→ WHAT TO PRODUCE:
Pull out each line of the listing below that contains the word "floral".
··· EXCERPTED RECORDS ···
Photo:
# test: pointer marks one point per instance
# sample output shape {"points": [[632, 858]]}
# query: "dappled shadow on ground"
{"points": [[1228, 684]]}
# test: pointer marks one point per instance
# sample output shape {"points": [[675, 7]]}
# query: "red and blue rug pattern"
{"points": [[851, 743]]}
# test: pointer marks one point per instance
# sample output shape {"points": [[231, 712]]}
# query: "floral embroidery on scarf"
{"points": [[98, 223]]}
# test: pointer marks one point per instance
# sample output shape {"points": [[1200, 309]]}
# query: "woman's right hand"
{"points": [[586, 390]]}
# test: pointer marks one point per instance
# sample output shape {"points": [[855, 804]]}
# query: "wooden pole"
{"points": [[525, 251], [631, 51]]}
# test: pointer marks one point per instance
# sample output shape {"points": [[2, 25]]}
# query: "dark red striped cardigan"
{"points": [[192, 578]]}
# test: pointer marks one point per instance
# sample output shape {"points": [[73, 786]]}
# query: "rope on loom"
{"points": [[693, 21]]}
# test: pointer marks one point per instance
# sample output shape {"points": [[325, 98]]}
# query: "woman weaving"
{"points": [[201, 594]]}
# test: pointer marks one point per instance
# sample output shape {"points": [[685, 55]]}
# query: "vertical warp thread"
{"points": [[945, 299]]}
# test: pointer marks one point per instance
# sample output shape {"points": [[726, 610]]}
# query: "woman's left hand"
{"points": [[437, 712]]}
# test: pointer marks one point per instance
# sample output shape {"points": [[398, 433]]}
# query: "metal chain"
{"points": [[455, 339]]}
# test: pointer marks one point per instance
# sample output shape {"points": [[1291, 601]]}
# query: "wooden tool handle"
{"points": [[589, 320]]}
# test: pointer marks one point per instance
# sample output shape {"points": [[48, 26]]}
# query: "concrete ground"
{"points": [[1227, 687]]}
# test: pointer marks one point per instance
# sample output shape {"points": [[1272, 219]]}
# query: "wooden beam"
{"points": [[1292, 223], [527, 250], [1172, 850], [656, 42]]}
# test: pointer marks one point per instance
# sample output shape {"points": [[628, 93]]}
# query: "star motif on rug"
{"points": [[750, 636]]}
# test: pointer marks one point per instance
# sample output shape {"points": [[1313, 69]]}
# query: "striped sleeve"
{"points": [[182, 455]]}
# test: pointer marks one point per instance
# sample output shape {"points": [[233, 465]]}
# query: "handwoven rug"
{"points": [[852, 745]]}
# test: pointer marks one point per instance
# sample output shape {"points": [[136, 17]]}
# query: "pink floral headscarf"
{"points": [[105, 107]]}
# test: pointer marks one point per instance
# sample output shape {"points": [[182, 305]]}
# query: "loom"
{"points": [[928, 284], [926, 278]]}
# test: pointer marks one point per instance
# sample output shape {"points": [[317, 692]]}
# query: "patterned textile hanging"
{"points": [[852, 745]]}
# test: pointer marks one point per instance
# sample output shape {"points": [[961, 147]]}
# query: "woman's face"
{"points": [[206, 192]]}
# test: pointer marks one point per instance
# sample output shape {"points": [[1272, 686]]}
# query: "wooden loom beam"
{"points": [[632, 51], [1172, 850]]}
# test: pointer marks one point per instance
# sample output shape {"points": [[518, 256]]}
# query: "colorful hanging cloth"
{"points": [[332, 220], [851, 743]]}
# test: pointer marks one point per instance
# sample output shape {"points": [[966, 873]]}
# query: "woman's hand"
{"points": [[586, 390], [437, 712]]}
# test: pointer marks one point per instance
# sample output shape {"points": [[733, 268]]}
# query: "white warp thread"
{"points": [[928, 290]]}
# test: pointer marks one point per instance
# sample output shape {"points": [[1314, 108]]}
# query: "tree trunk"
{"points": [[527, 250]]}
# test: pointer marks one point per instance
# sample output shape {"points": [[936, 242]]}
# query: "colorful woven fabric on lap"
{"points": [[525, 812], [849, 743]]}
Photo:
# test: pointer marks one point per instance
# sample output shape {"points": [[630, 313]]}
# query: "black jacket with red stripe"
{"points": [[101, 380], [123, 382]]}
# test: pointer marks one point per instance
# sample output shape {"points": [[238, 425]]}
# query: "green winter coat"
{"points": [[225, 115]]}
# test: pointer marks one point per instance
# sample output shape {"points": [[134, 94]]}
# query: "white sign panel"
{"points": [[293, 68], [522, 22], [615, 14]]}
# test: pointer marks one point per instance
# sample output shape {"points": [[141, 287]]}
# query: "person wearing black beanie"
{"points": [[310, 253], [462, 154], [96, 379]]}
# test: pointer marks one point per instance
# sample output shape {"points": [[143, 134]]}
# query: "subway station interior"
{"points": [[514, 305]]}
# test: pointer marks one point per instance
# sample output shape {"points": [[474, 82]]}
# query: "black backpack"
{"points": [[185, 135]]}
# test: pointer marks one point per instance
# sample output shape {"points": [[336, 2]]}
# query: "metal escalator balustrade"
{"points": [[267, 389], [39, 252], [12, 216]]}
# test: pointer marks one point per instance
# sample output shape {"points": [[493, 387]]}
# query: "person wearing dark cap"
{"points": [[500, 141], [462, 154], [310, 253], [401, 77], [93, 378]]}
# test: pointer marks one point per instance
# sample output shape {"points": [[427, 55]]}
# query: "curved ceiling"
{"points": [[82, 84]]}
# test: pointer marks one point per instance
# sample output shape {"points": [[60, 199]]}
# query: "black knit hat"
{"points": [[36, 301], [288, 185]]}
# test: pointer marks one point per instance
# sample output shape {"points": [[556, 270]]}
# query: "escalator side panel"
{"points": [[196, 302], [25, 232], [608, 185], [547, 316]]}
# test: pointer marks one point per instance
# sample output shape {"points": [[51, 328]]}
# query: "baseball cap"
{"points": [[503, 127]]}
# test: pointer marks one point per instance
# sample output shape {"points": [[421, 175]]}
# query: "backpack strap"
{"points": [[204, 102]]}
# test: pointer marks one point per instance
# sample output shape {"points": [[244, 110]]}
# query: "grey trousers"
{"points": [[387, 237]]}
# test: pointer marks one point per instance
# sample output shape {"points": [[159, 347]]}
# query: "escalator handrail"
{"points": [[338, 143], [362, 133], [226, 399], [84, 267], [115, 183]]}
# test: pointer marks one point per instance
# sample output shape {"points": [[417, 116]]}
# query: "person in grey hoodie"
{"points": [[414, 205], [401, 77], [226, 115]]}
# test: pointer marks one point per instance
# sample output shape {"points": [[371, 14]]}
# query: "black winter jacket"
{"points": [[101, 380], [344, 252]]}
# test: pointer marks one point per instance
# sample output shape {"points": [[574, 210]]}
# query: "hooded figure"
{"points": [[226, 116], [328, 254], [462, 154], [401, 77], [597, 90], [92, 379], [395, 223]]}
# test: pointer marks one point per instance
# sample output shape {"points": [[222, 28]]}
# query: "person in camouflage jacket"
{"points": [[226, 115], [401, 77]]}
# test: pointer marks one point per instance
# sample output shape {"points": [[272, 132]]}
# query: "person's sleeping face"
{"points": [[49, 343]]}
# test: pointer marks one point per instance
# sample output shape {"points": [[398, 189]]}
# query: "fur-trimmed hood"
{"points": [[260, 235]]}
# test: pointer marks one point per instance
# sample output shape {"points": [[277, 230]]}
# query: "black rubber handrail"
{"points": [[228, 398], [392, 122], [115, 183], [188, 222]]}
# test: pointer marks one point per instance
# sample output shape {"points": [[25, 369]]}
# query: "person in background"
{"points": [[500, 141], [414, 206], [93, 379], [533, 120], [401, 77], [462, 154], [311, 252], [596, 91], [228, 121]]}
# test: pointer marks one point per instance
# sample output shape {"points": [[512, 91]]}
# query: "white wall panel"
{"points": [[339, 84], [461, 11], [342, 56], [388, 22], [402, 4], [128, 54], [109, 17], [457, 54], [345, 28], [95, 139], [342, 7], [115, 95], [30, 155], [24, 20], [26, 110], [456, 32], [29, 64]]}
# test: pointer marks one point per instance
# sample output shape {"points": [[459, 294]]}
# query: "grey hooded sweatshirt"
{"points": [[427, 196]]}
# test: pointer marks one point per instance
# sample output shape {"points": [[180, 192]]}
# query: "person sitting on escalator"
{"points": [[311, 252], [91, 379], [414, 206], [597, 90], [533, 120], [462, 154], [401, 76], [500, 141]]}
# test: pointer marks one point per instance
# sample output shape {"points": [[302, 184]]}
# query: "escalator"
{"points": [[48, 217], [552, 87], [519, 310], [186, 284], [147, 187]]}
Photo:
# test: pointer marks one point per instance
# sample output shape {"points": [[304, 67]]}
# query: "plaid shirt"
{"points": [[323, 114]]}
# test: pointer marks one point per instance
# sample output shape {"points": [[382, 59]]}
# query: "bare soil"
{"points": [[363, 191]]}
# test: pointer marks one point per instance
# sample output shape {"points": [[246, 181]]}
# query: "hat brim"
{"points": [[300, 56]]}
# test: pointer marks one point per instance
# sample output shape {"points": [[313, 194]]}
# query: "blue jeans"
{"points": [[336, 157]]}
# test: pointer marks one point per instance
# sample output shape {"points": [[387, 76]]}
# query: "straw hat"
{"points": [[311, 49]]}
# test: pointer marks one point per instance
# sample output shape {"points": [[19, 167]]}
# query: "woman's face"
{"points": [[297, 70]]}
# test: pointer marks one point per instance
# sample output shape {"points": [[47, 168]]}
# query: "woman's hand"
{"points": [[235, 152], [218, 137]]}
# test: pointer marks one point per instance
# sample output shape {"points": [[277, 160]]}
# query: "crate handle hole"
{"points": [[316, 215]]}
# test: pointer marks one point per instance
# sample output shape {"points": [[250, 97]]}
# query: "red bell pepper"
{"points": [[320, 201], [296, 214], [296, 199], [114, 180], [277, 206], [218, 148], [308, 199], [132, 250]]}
···
→ SOLUTION TO THE PROBLEM:
# query: "floral embroidery on scarf"
# query: "pink floral headscarf"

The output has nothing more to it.